Reproduce verbatim the stretch of the material below from the line containing "of the lips" through the line containing "column 114, row 116", including both of those lines and nothing else.

-- begin Stored data --

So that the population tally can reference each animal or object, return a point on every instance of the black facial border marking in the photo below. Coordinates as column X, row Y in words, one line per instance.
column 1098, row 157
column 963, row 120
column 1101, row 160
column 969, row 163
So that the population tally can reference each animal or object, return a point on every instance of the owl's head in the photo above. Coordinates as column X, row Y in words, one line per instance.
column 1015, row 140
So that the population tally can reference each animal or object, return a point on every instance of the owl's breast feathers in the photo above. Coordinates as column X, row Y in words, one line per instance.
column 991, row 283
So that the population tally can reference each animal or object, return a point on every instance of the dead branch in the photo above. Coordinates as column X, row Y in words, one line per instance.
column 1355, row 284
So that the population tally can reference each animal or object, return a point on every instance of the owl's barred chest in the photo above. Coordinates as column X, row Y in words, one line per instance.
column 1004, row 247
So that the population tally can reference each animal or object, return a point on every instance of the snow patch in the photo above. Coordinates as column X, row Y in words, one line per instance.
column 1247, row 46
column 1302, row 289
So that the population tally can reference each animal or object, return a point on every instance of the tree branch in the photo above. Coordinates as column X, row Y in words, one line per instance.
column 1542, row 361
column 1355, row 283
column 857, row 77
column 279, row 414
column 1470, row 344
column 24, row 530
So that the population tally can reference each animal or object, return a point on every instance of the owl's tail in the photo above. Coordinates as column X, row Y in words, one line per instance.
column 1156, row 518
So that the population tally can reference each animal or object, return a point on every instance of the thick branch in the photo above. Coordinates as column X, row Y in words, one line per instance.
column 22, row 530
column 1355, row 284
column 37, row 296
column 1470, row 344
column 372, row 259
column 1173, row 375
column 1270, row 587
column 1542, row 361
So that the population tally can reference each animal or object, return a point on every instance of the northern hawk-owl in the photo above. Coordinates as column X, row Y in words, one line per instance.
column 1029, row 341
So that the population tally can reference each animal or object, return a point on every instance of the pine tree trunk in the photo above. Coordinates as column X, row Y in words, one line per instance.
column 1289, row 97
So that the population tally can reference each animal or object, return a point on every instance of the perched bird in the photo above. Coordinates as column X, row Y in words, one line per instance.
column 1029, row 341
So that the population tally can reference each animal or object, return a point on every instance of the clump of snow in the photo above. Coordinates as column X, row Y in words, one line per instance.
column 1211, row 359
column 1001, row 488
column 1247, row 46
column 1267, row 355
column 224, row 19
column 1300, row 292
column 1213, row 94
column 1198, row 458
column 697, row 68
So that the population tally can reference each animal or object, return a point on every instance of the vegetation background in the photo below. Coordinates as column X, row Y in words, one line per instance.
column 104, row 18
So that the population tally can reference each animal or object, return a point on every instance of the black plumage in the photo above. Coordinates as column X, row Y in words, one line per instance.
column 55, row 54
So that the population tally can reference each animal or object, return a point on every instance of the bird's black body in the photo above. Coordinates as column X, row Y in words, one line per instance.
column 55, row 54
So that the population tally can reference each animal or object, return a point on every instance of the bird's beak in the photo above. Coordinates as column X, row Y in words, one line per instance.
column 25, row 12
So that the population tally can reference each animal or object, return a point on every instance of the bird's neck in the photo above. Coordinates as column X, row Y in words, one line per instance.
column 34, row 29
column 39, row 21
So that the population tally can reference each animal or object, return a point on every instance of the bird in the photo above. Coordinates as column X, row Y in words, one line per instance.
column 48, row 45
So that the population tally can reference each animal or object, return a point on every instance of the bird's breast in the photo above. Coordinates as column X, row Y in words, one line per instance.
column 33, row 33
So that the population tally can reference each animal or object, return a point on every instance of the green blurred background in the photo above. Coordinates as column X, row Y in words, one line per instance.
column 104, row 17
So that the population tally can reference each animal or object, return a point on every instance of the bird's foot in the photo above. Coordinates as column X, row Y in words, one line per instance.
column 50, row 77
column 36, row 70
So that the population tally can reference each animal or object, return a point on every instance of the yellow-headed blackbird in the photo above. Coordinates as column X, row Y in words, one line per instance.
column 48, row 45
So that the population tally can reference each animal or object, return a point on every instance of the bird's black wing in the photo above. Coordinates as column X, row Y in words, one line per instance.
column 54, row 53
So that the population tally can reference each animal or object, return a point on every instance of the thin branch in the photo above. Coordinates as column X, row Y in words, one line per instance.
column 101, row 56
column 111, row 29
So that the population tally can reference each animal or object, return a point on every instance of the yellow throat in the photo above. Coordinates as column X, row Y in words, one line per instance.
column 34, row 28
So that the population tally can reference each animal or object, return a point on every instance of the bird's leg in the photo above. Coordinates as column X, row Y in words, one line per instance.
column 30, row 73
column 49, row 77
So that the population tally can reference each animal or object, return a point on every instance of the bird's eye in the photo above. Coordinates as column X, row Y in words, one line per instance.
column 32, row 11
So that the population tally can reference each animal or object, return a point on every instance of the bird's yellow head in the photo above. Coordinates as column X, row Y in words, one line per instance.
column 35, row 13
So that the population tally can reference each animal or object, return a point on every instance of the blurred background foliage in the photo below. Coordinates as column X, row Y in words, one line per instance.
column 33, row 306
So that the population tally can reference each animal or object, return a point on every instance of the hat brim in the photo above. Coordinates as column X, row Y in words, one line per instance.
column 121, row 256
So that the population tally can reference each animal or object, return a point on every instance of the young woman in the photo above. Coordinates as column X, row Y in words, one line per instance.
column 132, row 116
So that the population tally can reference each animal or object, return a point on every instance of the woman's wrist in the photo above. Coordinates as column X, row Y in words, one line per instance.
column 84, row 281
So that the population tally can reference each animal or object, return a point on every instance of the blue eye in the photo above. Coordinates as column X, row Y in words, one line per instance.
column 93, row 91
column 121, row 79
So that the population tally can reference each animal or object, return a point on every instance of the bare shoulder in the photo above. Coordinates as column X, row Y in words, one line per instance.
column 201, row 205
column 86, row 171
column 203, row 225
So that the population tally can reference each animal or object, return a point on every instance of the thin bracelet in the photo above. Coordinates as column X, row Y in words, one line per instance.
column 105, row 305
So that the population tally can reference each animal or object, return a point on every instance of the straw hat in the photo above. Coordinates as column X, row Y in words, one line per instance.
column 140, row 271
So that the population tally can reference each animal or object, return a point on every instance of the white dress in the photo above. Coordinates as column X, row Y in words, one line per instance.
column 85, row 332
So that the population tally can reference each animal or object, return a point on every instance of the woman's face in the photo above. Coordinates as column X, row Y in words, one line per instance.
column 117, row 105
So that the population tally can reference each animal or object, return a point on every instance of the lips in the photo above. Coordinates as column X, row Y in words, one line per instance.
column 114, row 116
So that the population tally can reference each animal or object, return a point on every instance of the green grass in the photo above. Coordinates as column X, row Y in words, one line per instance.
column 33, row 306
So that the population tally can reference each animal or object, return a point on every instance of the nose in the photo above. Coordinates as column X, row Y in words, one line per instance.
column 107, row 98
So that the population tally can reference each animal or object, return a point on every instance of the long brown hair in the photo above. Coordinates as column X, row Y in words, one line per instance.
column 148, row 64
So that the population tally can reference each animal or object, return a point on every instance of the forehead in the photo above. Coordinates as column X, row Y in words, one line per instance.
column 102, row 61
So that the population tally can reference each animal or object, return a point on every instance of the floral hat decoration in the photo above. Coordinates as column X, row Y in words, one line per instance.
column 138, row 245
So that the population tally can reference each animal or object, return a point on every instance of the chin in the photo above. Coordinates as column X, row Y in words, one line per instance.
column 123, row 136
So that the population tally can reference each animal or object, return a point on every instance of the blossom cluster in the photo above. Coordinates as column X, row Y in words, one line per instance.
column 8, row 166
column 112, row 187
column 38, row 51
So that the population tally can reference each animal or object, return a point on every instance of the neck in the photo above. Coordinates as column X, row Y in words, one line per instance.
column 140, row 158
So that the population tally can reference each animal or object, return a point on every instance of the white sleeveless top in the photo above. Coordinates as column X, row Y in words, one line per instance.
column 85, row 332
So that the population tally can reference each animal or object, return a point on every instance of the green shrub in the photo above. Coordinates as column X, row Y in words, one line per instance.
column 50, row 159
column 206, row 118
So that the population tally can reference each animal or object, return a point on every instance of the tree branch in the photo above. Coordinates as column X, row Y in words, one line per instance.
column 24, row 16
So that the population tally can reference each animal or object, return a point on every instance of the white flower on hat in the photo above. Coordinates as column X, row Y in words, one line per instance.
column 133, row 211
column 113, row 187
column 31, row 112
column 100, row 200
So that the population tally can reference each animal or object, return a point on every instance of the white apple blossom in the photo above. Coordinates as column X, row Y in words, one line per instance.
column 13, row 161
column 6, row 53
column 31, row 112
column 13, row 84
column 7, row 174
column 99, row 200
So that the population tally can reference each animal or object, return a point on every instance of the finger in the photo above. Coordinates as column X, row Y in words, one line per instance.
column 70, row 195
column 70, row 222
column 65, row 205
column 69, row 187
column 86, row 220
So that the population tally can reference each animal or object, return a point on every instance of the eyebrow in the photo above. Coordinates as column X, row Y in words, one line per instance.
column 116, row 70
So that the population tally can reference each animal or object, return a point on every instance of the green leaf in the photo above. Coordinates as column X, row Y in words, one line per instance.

-- end Stored data --

**The solution**
So that the population tally can reference each animal or object, return a point on every instance of the lips in the photo above. Coordinates as column X, row Y in words, one line per instance.
column 114, row 116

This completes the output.